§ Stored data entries
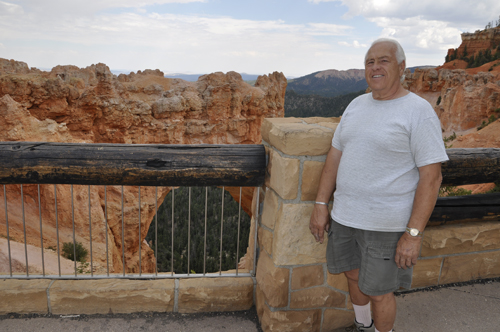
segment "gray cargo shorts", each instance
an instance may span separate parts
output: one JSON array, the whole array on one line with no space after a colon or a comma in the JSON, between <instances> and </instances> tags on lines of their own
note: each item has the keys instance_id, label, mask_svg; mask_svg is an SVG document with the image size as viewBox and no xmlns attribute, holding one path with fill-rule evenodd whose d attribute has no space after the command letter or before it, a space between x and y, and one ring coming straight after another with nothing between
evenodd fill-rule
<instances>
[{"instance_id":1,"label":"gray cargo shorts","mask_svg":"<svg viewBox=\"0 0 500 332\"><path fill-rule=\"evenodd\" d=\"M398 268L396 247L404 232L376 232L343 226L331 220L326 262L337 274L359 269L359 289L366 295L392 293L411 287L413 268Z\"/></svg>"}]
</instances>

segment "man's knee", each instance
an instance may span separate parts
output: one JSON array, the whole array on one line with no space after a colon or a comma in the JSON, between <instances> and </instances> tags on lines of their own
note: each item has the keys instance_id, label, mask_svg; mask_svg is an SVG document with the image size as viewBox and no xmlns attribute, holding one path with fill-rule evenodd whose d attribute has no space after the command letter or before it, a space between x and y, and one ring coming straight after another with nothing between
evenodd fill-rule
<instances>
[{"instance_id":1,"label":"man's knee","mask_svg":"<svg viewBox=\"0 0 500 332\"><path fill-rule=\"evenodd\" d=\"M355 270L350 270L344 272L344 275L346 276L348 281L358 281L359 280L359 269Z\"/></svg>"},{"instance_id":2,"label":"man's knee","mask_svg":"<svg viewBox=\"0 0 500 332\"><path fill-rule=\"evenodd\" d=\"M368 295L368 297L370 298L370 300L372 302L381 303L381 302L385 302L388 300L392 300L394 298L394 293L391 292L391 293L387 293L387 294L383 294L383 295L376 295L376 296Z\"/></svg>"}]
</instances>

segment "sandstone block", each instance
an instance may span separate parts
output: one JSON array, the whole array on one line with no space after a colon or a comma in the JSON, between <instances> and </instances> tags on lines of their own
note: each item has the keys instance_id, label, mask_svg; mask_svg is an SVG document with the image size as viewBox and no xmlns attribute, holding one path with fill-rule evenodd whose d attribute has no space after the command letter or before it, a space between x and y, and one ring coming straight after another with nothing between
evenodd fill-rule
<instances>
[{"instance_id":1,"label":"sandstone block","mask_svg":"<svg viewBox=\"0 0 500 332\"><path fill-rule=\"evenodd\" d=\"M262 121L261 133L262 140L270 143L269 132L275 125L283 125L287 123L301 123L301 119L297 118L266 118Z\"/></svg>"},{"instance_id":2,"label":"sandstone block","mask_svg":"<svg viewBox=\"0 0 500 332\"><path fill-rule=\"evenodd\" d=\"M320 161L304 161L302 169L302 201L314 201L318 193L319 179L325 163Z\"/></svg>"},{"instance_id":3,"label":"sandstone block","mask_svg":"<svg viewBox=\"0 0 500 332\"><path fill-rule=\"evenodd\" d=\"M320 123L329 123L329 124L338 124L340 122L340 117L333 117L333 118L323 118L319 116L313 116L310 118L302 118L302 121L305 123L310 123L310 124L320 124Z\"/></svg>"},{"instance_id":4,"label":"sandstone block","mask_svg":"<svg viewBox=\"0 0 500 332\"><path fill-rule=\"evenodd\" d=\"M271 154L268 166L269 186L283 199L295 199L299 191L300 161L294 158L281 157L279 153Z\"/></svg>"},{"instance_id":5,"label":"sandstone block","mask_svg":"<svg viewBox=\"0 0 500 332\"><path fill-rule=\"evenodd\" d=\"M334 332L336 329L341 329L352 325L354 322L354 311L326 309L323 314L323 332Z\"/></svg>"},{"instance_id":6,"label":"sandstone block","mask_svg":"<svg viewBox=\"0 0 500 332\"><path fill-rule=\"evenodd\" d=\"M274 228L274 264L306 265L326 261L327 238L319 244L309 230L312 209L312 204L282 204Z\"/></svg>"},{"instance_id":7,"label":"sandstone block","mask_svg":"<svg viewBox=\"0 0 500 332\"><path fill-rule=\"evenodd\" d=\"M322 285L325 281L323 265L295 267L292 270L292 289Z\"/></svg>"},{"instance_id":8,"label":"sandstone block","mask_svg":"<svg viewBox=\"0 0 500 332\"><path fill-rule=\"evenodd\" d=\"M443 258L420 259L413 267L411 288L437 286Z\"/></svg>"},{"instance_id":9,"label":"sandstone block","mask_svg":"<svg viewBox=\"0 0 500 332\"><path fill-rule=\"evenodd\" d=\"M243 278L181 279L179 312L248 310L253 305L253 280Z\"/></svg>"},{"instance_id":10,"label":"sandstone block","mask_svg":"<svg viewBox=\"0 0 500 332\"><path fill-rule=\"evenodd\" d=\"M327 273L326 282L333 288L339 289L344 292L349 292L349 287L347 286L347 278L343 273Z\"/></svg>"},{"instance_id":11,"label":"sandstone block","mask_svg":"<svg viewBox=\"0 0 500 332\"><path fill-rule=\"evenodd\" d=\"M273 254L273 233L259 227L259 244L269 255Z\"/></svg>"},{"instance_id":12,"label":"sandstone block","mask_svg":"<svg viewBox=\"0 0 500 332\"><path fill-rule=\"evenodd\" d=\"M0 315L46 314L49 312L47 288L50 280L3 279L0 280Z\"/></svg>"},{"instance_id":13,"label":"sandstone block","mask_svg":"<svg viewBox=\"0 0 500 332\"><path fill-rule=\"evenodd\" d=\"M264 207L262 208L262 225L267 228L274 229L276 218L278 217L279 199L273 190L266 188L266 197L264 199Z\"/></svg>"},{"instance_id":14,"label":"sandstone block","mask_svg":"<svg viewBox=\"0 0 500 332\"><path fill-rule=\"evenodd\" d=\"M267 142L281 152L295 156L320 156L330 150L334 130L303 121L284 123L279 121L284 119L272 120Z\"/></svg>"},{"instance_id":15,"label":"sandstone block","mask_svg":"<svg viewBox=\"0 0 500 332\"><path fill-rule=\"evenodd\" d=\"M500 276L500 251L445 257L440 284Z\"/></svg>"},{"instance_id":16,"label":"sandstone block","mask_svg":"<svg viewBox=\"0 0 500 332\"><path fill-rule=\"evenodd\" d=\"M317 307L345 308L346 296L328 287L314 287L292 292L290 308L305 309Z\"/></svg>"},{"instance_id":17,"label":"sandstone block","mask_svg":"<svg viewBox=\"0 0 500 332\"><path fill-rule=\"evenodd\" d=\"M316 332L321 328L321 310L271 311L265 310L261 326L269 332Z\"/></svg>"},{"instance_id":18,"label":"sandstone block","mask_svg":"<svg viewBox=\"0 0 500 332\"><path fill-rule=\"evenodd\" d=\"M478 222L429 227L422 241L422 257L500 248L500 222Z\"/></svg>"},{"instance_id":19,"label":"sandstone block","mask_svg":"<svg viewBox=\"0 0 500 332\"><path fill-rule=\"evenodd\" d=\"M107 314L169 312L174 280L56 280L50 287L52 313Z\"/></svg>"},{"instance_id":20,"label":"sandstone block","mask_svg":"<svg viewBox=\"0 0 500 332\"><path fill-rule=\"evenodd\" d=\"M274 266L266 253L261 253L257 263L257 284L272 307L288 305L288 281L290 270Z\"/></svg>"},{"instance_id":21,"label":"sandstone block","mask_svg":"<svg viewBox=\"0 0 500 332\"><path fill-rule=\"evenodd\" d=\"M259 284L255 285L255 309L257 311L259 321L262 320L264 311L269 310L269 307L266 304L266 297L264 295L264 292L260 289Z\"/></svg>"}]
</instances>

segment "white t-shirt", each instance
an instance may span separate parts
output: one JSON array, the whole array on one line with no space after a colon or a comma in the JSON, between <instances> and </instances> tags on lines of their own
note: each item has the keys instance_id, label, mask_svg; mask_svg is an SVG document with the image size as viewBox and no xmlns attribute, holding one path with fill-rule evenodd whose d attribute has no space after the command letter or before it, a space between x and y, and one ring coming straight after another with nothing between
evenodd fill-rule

§ Task
Copy all lines above containing the string "segment".

§ Finished exercise
segment "gray cargo shorts", each instance
segment "man's knee", each instance
segment "sandstone block", each instance
segment "white t-shirt", each instance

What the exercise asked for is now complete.